_TASK ITEM_.
Could you repeat every record exactly as it appears?

[Dataset entries]
----------

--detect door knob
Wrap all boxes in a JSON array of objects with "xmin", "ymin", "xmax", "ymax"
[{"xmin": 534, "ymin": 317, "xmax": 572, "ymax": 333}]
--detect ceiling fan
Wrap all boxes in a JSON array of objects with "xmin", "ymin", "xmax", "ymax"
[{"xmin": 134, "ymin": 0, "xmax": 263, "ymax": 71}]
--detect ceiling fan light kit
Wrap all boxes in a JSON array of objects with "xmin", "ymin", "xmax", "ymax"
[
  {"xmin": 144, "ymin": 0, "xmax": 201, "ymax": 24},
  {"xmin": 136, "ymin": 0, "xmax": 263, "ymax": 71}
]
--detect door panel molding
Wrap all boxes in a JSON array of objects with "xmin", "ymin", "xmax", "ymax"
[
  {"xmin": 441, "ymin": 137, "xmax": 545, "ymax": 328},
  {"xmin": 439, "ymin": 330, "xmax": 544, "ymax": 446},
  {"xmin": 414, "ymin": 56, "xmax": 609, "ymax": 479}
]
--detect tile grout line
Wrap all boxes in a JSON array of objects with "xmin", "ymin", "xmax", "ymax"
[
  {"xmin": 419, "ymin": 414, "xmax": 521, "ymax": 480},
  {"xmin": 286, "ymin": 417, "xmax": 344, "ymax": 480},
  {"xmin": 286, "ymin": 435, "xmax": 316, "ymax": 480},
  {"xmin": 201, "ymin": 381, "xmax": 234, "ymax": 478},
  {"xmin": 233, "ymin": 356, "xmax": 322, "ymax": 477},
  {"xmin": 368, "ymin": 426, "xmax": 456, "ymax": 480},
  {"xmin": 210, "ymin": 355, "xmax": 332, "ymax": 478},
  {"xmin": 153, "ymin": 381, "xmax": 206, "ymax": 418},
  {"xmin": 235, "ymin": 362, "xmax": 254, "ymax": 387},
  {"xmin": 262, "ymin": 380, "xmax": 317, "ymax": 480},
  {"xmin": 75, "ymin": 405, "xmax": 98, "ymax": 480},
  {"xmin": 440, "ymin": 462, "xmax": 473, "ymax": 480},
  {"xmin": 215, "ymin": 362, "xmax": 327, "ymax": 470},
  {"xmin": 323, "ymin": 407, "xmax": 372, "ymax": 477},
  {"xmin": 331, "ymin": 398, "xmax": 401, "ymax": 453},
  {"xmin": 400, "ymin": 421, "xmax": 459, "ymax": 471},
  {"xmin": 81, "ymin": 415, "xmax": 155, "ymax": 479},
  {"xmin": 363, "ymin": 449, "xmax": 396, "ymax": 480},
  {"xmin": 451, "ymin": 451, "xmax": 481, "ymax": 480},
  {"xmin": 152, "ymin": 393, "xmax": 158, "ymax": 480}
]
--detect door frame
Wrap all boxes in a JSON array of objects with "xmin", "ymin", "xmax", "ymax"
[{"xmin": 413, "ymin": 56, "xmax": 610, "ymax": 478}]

----------

_FINISHED EXERCISE_.
--detect door knob
Wrap all boxes in a JSON array of objects with "xmin", "ymin", "xmax", "ymax"
[{"xmin": 534, "ymin": 317, "xmax": 572, "ymax": 333}]
--detect ceiling fan
Wrap all boxes in a JSON array of objects with "xmin", "ymin", "xmax", "ymax"
[{"xmin": 134, "ymin": 0, "xmax": 263, "ymax": 71}]
--detect ceiling fan light kit
Wrap all boxes in a JSON array of objects with "xmin", "ymin", "xmax", "ymax"
[
  {"xmin": 144, "ymin": 0, "xmax": 201, "ymax": 24},
  {"xmin": 136, "ymin": 0, "xmax": 263, "ymax": 71}
]
--detect door panel molding
Wrap all boxes in a JSON array of objects with "xmin", "ymin", "xmax", "ymax"
[
  {"xmin": 441, "ymin": 137, "xmax": 545, "ymax": 328},
  {"xmin": 439, "ymin": 330, "xmax": 544, "ymax": 446},
  {"xmin": 414, "ymin": 56, "xmax": 609, "ymax": 479}
]
--detect tile grout line
Wrap all boxes in a JSON array of objects with "xmin", "ymin", "xmax", "ymax"
[
  {"xmin": 419, "ymin": 414, "xmax": 521, "ymax": 480},
  {"xmin": 286, "ymin": 417, "xmax": 344, "ymax": 480},
  {"xmin": 286, "ymin": 435, "xmax": 316, "ymax": 480},
  {"xmin": 201, "ymin": 381, "xmax": 234, "ymax": 478},
  {"xmin": 233, "ymin": 356, "xmax": 322, "ymax": 477},
  {"xmin": 368, "ymin": 426, "xmax": 456, "ymax": 480},
  {"xmin": 210, "ymin": 355, "xmax": 332, "ymax": 478},
  {"xmin": 153, "ymin": 381, "xmax": 206, "ymax": 418},
  {"xmin": 235, "ymin": 362, "xmax": 254, "ymax": 387},
  {"xmin": 262, "ymin": 380, "xmax": 317, "ymax": 480},
  {"xmin": 75, "ymin": 405, "xmax": 98, "ymax": 480},
  {"xmin": 440, "ymin": 462, "xmax": 473, "ymax": 480},
  {"xmin": 215, "ymin": 362, "xmax": 327, "ymax": 470},
  {"xmin": 323, "ymin": 407, "xmax": 372, "ymax": 477},
  {"xmin": 331, "ymin": 398, "xmax": 401, "ymax": 453},
  {"xmin": 400, "ymin": 421, "xmax": 459, "ymax": 471},
  {"xmin": 81, "ymin": 415, "xmax": 155, "ymax": 479},
  {"xmin": 363, "ymin": 449, "xmax": 396, "ymax": 480},
  {"xmin": 451, "ymin": 451, "xmax": 481, "ymax": 480},
  {"xmin": 152, "ymin": 393, "xmax": 158, "ymax": 480}
]
--detect door frame
Wrap all boxes in a JSON array of objects with "xmin", "ymin", "xmax", "ymax"
[{"xmin": 413, "ymin": 56, "xmax": 610, "ymax": 478}]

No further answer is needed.